## Text for analysis
A study led by UNSW has uncovered a remarkable correlation between mortality rates from drug overdoses and suicides in young Australian men across a 30-year period.
Led by UNSW Public Health Professor Richard Taylor, the study brought together researchers with backgrounds in medicine, psychiatry, epidemiology and drug and alcohol counselling.
In a paper published in BMC Public Health, the group examined data collected from the Australian Bureau of Statistics between 1979 and 2011 on the mortality rates of males between the ages of 20 and 34.
The researchers observed a steady rise in the deaths of young men due to accidental drug overdose from the early 1980s culminating in a pronounced peak in 1995 followed by a sudden drop a few years later.
Remarkably, the same pattern was observed in the rates of suicide among the same aged men over the same period.
The researchers were surprised when they saw both epidemics plotted on the same graph.
“This may seem strange, but these two epidemics happening simultaneously have not been pointed out before,” Professor Taylor said.

## List of tasks
a. According to the overdose and suicide article, in what year did accidental drug overdose deaths among young men reach their peak?
b. Decide whether each statement agrees with the overdose and suicide article, giving yes or no and quoting the deciding words: (i) The mortality data came from the Australian Bureau of Statistics. (ii) The study looked at males aged 20 to 34. (iii) The paper appeared in The Lancet.
c. Please carry on the overdose and suicide article after its last sentence.

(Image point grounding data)
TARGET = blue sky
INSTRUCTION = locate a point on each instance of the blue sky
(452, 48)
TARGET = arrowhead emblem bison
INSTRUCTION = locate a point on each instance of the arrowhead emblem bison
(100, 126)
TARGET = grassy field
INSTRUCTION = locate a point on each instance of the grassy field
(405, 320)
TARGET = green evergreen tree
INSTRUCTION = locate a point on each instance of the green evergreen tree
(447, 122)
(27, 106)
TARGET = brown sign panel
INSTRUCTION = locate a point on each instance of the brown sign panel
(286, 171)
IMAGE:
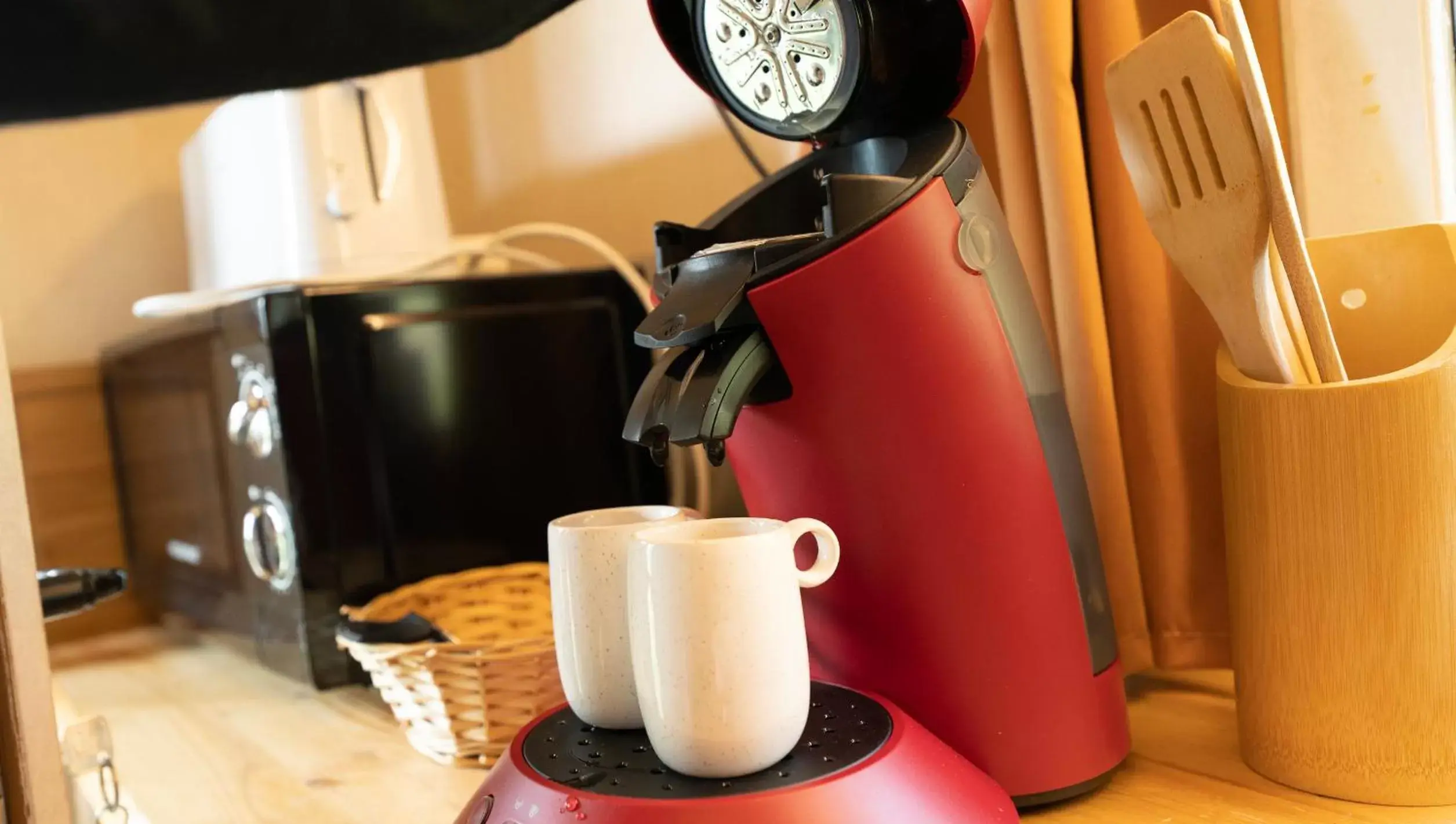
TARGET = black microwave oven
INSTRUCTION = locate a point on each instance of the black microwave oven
(318, 446)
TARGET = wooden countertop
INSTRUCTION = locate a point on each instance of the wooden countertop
(206, 736)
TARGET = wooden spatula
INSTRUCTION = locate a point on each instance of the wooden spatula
(1289, 236)
(1187, 141)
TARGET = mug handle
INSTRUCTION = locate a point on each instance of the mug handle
(827, 561)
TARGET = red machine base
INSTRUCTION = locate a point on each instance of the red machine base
(861, 762)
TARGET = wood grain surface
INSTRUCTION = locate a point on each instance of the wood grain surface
(1340, 516)
(72, 487)
(30, 752)
(204, 736)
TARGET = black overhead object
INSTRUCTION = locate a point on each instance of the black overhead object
(76, 57)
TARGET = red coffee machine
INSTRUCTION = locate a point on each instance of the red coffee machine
(858, 337)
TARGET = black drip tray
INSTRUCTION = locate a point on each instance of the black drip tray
(845, 728)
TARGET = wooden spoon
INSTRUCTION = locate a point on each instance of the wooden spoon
(1187, 141)
(1289, 235)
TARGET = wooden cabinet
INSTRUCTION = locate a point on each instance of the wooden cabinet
(30, 752)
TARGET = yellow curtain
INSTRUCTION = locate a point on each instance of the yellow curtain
(1135, 344)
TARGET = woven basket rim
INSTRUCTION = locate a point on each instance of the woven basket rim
(523, 569)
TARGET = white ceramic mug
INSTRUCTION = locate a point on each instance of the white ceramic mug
(589, 599)
(718, 644)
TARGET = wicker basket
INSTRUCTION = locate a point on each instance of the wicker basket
(463, 702)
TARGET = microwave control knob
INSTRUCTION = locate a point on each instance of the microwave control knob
(251, 418)
(268, 540)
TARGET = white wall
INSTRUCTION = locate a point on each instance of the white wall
(586, 120)
(90, 219)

## Response list
a. 1995

b.
(i) Yes: "data collected from the Australian Bureau of Statistics between 1979 and 2011"
(ii) Yes: "males between the ages of 20 and 34"
(iii) No: "In a paper published in BMC Public Health"

c.
Health professionals and academics had previously only focused on of one or other of the epidemics, but never in tandem, the Professor said.
While acknowledging that the two epidemics happening in parallel could be a chance coincidence, Professor Taylor and his team postulate that since they follow each other for more than three decades, and involve substantial numbers of deaths, both epidemics may be linked to the same underlying cause.
The authors examined other plausible explanations for the findings, such as changes in heroin availability and quality, and health system factors, but found that these did not adequately explain the coincident suicide and drug overdose trends. An excess of 5000 suicide and drug overdose deaths occurred during the epidemics, compared with previous and subsequent periods.
The researchers suggest a likely candidate for a common cause was the changing socioeconomic conditions brought about by deregulation of the labour markets since the early 1980s.
“We think it is very suspicious that these two epidemics happened on top of each other,” Professor Taylor said.
“We arrived at the view that it was a generational cohort of young people who were the first Australian young men to be confronted by such changes in the labour market, which have also been called ‘labour market flexibility’,” Professor Taylor said.
“These young men were the first generation of Australians to experience the effects of labour market flexibility: unemployment, underemployment, and insecurity of employment, which subsequent generations have come to expect.”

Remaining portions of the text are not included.